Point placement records
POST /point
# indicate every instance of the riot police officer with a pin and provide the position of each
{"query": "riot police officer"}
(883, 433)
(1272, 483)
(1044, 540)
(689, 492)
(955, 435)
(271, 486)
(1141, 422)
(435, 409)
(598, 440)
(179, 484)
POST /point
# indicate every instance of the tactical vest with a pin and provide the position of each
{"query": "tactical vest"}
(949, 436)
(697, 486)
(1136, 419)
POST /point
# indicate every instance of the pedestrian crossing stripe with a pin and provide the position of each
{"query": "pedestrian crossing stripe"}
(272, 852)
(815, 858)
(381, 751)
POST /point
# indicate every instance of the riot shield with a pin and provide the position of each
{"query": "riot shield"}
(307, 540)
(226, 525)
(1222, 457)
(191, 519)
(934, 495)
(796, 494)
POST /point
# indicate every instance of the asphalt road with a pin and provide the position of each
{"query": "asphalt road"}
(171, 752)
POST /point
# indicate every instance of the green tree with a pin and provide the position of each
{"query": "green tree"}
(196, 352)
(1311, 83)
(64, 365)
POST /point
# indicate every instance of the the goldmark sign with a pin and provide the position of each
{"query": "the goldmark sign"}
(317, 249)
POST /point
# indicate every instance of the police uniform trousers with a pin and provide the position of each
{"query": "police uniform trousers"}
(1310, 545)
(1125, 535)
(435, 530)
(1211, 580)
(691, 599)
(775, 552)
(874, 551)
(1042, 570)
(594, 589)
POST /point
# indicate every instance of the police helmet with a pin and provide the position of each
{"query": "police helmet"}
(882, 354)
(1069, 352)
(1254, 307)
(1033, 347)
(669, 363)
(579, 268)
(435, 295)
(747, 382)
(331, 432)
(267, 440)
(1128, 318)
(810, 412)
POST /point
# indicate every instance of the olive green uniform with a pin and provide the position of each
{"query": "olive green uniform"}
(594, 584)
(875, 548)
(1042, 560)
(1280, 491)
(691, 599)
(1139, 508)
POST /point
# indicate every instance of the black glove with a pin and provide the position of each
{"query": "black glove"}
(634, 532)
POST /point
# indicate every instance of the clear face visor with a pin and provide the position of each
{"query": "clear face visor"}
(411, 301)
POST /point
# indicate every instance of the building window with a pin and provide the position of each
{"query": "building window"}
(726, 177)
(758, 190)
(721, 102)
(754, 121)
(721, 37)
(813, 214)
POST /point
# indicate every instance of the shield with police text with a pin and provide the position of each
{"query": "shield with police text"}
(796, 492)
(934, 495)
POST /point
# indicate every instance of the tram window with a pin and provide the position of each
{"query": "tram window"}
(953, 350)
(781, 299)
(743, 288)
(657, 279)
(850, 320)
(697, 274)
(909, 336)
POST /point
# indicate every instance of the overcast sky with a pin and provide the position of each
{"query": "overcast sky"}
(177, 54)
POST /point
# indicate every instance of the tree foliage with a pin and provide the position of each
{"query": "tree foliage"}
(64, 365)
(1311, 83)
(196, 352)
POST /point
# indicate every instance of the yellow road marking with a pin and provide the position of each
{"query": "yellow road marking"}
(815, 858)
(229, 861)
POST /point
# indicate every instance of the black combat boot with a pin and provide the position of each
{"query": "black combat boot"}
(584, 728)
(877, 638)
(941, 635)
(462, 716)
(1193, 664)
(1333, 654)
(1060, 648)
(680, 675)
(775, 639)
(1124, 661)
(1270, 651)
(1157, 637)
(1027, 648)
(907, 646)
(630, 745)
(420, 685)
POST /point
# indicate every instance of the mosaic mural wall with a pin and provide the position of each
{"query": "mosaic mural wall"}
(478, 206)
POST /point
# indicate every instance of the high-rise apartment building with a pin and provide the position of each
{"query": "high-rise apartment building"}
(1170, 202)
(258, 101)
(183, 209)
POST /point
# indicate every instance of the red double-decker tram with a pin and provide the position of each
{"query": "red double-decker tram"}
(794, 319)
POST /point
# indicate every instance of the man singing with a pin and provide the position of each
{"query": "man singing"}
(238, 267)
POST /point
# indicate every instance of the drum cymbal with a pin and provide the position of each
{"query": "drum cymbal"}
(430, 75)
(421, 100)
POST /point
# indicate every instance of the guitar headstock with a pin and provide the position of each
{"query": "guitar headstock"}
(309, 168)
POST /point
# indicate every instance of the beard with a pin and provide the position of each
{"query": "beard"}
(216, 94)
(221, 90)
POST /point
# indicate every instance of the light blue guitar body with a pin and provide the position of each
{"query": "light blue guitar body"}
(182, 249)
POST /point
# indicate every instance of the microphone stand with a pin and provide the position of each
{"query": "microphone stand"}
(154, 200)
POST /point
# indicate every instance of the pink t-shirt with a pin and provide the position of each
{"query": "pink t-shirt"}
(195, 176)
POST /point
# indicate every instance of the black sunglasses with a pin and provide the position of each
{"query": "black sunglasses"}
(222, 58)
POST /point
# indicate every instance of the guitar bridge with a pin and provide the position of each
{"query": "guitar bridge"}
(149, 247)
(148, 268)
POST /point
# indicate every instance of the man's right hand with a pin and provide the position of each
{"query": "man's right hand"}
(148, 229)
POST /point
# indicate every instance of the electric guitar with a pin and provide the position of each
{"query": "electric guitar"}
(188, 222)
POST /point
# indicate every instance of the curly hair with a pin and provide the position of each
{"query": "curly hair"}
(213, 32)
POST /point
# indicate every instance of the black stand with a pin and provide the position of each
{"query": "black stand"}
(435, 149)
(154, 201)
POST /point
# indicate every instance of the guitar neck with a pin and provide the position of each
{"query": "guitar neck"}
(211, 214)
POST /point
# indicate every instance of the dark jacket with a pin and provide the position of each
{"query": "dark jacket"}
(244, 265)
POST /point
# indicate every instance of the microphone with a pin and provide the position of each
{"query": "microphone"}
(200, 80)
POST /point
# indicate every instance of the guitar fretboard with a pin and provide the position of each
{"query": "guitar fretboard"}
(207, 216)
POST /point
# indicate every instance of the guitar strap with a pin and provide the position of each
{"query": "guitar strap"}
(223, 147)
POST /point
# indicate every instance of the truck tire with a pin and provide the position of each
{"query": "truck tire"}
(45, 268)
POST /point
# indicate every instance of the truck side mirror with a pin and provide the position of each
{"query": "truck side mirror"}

YOUR OBJECTIVE :: Transcribe all of the material above, reproducing every line without a single change.

FINISHED EXERCISE ::
POST /point
# indicate every instance of the riot police officer with a pin and provide the position of each
{"query": "riot police officer"}
(883, 433)
(1272, 483)
(1044, 540)
(689, 492)
(955, 435)
(271, 486)
(1141, 422)
(435, 409)
(598, 440)
(179, 484)
POST /point
# indicate every instance of the tactical vest with a pin and provide the position of each
{"query": "tactical vest"}
(949, 436)
(697, 486)
(1136, 419)
POST /point
# indicate every instance of the pedestrian crossing stripe with a pin and provide the position of each
{"query": "pedestrian crossing stripe"}
(272, 852)
(815, 858)
(381, 751)
POST /point
# indicate every instance of the riot shield with a pin and provide the position of each
{"query": "riot shield"}
(307, 540)
(226, 525)
(1222, 457)
(191, 519)
(934, 495)
(796, 494)
POST /point
# indicate every instance of the asphalt road with a pin and provide the position of each
{"query": "asphalt road"}
(171, 752)
POST /point
# indicate every instance of the green tree with a pin and provide the position of each
{"query": "green tree"}
(196, 352)
(1311, 83)
(64, 365)
POST /point
# indicate every instance of the the goldmark sign with a pin and provide the position of each
{"query": "the goldmark sign"}
(317, 249)
POST /point
# indicate every instance of the police uniform trousers with a pin and provide the position of each
{"query": "police uniform trousers"}
(1310, 545)
(1125, 535)
(435, 530)
(1211, 580)
(691, 599)
(775, 552)
(874, 551)
(1042, 570)
(594, 589)
POST /point
# indicate every instance of the police helmet with a pin and provide the position of each
{"query": "police helmet"}
(882, 354)
(1069, 352)
(1254, 307)
(1033, 347)
(669, 363)
(579, 268)
(435, 295)
(747, 382)
(331, 432)
(267, 440)
(1128, 318)
(810, 412)
POST /point
# indicate every instance of the olive green uniform with a pin and provide the position of each
{"query": "olive green uniform"}
(594, 584)
(875, 548)
(1042, 560)
(1280, 491)
(691, 599)
(1139, 508)
POST /point
# indicate every instance of the black glove with a pin and provide the position of each
{"query": "black glove"}
(634, 532)
POST /point
# indicate every instance of the clear face visor with a pin and provide the position of each
{"query": "clear face visor"}
(411, 301)
POST /point
# indicate every instance of the building window with a pin and provide the position of each
{"query": "building window"}
(726, 177)
(758, 190)
(721, 102)
(754, 121)
(721, 37)
(813, 214)
POST /point
# indicate every instance of the shield with police text with a pin and provide the position of each
{"query": "shield with police text"}
(796, 492)
(934, 495)
POST /point
# indicate every instance of the tram window with a pin and provide the position of each
{"query": "tram window"}
(953, 350)
(781, 299)
(743, 288)
(657, 279)
(850, 320)
(697, 274)
(909, 336)
POST /point
# indicate every instance of the overcast sky with a pin and provide the position of each
{"query": "overcast sky"}
(177, 54)
POST /point
# indicate every instance of the tree foliage with a pin and provide the position of each
{"query": "tree foliage"}
(64, 365)
(1311, 83)
(196, 352)
POST /point
# indicate every instance of the yellow road marking with a pin and provide the position of each
{"query": "yellow road marking"}
(815, 858)
(229, 861)
POST /point
# indicate every instance of the black combat boot with a pin and provide the position of each
{"query": "black combat boot"}
(584, 728)
(877, 638)
(941, 635)
(462, 716)
(1193, 664)
(1333, 654)
(1060, 648)
(680, 675)
(775, 639)
(1124, 661)
(1270, 651)
(1157, 637)
(1027, 648)
(907, 646)
(630, 745)
(420, 685)
POST /point
# indicate every instance of the mosaic mural wall with a pin and provide the position of each
{"query": "mosaic mural wall"}
(478, 206)
POST /point
# indicate every instance of the high-rise apartment building with a pin and provide the position of each
{"query": "high-rise apartment building"}
(1170, 202)
(258, 101)
(183, 209)
POST /point
# indicate every instance of the red double-decker tram with a pin and provide the position of each
{"query": "red double-decker tram"}
(794, 319)
POST /point
# indicate every instance of the man singing with a pin and provide the position of each
{"query": "man singing"}
(238, 267)
POST /point
# indicate every instance of the drum cymbal with a pin and provide the position of each
{"query": "drum cymbal"}
(430, 75)
(421, 100)
POST /point
# indicate every instance of the guitar headstock with a pin and provide the position of each
{"query": "guitar headstock"}
(309, 168)
POST /point
# indicate every instance of the beard with a pin and provide the position of each
{"query": "beard"}
(216, 94)
(221, 90)
POST /point
# indicate every instance of the light blue guitar body with a pin and provide the position of each
{"query": "light blue guitar body"}
(182, 249)
POST /point
# indicate every instance of the microphone stand with a pin and provide the position of each
{"query": "microphone stand"}
(154, 200)
POST /point
# indicate every instance of the pink t-shirt with a pin and provide the position of each
{"query": "pink t-shirt"}
(195, 176)
POST /point
# indicate every instance of the black sunglasses with a pin and provide the position of each
{"query": "black sunglasses"}
(222, 58)
POST /point
# indicate every instance of the guitar bridge with a pin and provide the position of each
{"query": "guitar bridge"}
(149, 247)
(148, 268)
POST /point
# indicate every instance of the man's right hand with a pin and provide the position of each
{"query": "man's right hand"}
(148, 229)
POST /point
# indicate every instance of the electric guitar with a pin and provide the position of each
{"query": "electric guitar"}
(188, 222)
POST /point
# indicate every instance of the curly hair with a pin and provide the position of each
{"query": "curly hair"}
(213, 32)
POST /point
# indicate every instance of the black stand with a pin and provide the position of each
{"query": "black stand"}
(435, 149)
(154, 201)
POST /point
# indicate every instance of the guitar neck with a pin and provide the position of each
{"query": "guitar neck"}
(211, 214)
POST /point
# indicate every instance of the dark jacket with a pin and provide the position of each
{"query": "dark jacket"}
(244, 265)
POST /point
# indicate every instance of the microphone with a pin and provide the position of each
{"query": "microphone"}
(200, 80)
POST /point
# indicate every instance of the guitar fretboard with a pin and provide the position of each
{"query": "guitar fretboard"}
(207, 216)
POST /point
# indicate every instance of the guitar strap with a pin and provide the position of each
{"query": "guitar strap"}
(223, 147)
POST /point
# indicate every instance of the truck tire with a pin and provide the position of each
{"query": "truck tire"}
(45, 268)
POST /point
# indicate every instance of the truck side mirror with a pin and provide the position of each
{"query": "truck side mirror"}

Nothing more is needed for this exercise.